§ Page text
Usurper of the Byzantine Empire
- Reign: c. 644 / 645
- Predecessor: Heraclonas
- Successor: Constans II
- Died: 644 or 645 Constantinople
- Issue: Fausta

Names
- Vałentinos Aršakuni
- Dynasty: Arsacid (by blood) Heraclian (by marriage of his daughter)

= Valentinus (usurper) =

Byzantine general and usurper (died 644 or 645)

Valentinus (Οὐαλεντῖνος or Βαλεντῖνος; died 644 or 645), sometimes anglicized as Valentine, was a Byzantine usurper of probable Armenian extraction, who served under emperor Constans II from 641 until 644 or 645. He rose to prominence under Heraclius Constantine (Constantine III), who appointed him to secure the succession of his son Heraclius (the later Constans II) to the throne, at the cost of Heraclonas and Martina. Valentinus managed to successfully depose them, along with Heraclonas's brothers David Tiberius and Martinus; this left Constans as sole ruler. Valentinus became the boy's regent, becoming the most powerful man in the empire. Following a failed military campaign against the Arabs, ties between him and Constans became increasingly hostile, such that in 654 or 655, Valentinus attempted to become augustus (emperor) and depose Constans. This failed, and Valentinus was lynched along with his envoy Antoninus.

[Region pointing data]
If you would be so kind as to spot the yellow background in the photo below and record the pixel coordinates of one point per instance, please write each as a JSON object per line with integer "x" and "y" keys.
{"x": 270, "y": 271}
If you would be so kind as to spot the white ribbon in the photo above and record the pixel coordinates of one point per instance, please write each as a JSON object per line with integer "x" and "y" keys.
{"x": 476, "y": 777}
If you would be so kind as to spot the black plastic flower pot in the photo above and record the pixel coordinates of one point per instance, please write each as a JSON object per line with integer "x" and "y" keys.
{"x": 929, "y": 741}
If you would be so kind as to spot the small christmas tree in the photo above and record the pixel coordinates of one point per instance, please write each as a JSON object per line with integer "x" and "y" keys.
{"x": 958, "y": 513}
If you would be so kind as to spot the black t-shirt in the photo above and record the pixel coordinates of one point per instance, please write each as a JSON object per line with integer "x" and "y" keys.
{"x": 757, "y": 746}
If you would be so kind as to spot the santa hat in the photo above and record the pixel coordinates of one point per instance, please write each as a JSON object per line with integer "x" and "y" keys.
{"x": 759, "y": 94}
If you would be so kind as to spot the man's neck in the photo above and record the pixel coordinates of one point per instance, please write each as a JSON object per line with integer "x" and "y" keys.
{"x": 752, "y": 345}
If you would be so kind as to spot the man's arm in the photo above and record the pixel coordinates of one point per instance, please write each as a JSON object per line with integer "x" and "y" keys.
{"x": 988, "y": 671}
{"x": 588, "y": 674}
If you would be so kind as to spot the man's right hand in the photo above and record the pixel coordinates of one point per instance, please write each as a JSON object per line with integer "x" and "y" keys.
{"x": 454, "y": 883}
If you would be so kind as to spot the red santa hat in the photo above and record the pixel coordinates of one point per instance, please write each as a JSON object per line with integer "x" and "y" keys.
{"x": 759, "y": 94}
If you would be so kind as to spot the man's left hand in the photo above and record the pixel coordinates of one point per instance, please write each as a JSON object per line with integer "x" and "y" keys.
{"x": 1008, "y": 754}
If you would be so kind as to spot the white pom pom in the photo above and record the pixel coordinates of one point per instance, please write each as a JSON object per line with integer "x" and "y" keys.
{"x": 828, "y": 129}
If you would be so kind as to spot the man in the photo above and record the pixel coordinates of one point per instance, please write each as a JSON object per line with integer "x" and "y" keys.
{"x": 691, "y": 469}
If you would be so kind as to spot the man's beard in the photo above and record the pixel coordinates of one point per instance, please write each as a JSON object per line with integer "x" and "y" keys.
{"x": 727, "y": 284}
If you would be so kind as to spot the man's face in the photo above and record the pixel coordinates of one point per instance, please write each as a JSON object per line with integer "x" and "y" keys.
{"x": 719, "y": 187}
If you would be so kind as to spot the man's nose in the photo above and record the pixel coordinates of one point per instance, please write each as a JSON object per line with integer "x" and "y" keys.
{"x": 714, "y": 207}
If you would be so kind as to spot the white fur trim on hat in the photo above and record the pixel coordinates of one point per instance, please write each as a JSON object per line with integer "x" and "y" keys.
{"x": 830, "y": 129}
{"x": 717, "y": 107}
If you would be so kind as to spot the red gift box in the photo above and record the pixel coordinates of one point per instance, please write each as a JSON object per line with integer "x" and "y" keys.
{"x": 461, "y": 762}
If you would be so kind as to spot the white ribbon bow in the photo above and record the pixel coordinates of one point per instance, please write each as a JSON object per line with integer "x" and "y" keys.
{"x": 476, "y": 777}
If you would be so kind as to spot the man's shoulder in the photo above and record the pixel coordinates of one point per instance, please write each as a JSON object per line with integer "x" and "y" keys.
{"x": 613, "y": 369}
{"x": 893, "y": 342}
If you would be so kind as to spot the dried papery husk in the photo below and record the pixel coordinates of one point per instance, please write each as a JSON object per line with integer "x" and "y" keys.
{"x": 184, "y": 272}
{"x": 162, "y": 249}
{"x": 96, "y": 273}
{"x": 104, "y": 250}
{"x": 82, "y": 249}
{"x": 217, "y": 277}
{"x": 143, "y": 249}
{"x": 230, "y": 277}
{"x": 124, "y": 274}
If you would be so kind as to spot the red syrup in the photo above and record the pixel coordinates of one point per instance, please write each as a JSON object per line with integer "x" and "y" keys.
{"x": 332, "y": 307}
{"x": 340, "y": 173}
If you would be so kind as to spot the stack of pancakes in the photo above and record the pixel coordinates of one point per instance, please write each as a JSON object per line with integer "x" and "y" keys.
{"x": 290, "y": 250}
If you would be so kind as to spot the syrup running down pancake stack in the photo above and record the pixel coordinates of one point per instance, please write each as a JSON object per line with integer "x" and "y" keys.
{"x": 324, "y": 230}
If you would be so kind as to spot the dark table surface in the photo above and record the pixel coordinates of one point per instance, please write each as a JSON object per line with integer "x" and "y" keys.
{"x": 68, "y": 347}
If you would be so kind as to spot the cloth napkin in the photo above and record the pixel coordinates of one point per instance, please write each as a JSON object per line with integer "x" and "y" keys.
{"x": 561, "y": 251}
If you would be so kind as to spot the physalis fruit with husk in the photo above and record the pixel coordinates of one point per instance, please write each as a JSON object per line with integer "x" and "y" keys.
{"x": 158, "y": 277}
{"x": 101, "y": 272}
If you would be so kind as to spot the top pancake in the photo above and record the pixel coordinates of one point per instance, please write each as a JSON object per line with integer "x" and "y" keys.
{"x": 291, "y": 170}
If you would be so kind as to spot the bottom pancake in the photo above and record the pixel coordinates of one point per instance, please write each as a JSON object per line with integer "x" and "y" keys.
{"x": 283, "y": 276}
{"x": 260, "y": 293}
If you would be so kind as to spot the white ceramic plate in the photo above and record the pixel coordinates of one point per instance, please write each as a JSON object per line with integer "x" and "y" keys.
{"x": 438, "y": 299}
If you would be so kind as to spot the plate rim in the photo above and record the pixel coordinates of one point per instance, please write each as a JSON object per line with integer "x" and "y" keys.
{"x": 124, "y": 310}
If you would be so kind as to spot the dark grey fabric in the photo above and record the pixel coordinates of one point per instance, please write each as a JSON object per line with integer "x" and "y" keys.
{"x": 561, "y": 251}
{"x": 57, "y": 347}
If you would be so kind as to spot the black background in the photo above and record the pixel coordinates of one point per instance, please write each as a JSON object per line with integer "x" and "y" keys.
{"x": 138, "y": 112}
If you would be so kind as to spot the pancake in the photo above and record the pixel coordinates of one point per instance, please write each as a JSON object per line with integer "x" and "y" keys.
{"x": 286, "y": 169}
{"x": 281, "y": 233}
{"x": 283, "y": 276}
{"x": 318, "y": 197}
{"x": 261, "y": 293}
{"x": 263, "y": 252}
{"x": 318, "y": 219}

§ Tasks
A. Reproduce word for word the part of the text on Valentinus from "Usurper of the" up to and including "of his daughter)".
B. Name every person the text on Valentinus says he deposed.
The records are material separate from the text on Valentinus.

§ Activity answers
A.
Usurper of the Byzantine Empire
- Reign: c. 644 / 645
- Predecessor: Heraclonas
- Successor: Constans II
- Died: 644 or 645 Constantinople
- Issue: Fausta

Names
- Vałentinos Aršakuni
- Dynasty: Arsacid (by blood) Heraclian (by marriage of his daughter)

B. Heraclonas, Martina, David Tiberius, Martinus